### [Source records]
=-=-=-=-=
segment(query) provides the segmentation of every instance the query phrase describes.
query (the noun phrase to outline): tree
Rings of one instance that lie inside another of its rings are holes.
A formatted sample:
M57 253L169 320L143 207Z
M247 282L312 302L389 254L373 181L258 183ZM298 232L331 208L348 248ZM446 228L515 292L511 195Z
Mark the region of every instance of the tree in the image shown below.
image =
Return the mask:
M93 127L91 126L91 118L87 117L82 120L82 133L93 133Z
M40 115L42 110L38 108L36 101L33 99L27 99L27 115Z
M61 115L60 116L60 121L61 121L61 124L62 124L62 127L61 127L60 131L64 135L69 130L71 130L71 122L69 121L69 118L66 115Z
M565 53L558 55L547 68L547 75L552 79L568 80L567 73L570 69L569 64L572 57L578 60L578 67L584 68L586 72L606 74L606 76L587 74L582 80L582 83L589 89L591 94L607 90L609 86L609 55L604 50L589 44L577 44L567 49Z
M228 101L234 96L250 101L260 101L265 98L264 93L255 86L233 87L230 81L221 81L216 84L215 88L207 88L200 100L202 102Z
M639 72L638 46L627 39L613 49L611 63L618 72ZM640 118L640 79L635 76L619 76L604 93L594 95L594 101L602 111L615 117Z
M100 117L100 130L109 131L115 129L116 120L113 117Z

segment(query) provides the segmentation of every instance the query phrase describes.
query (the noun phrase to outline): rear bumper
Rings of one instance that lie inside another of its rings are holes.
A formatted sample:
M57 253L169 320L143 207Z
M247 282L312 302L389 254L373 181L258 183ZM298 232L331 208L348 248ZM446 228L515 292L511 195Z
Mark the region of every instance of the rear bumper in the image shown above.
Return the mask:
=-=-=-=-=
### [What you will do]
From the data above, extract every line in its exact form.

### [Solution for this task]
segment(query) provides the segmentation of every instance the query phrase describes.
query (the noun phrase to outline): tree
Rings of one instance that lie inside another of its rings are holes.
A formatted sample:
M57 253L169 320L143 207Z
M247 282L312 302L389 254L373 181L258 183ZM298 232L331 208L348 248ZM446 228L515 292L511 195Z
Mark the region of every instance of the tree in the image shown below.
image =
Return the mask:
M93 127L91 126L91 118L87 117L82 120L82 133L93 133Z
M40 115L42 110L38 108L36 101L33 99L27 99L27 115Z
M61 115L60 116L60 121L61 121L61 124L62 124L62 127L61 127L60 131L64 135L69 130L71 130L71 122L69 121L69 118L66 115Z
M565 53L558 55L547 68L547 75L552 79L568 80L567 73L570 69L569 64L572 57L578 60L578 67L584 68L586 72L606 74L606 76L587 74L582 80L582 83L589 89L591 94L607 90L609 86L609 55L604 50L589 44L577 44L567 49Z
M228 101L234 96L250 101L260 101L265 98L264 93L255 86L233 87L230 81L221 81L216 84L215 88L207 88L200 100L202 102Z
M639 72L638 46L627 39L613 49L611 63L618 72ZM640 118L640 79L635 76L619 76L604 93L594 95L594 101L602 111L615 117Z
M100 117L100 130L109 131L115 129L116 120L113 117Z

segment(query) provides the segmentation of every instance the query phrase describes.
query (the noun phrase to outline): rear bumper
Rings of one instance that lie inside another of its rings are holes.
A formatted sample:
M57 253L169 320L143 207Z
M247 282L312 302L389 254L373 181L258 183ZM298 232L331 208L348 248ZM446 228L515 292L511 195Z
Mark the region of every instance of the rear bumper in the image shown above.
Return the mask:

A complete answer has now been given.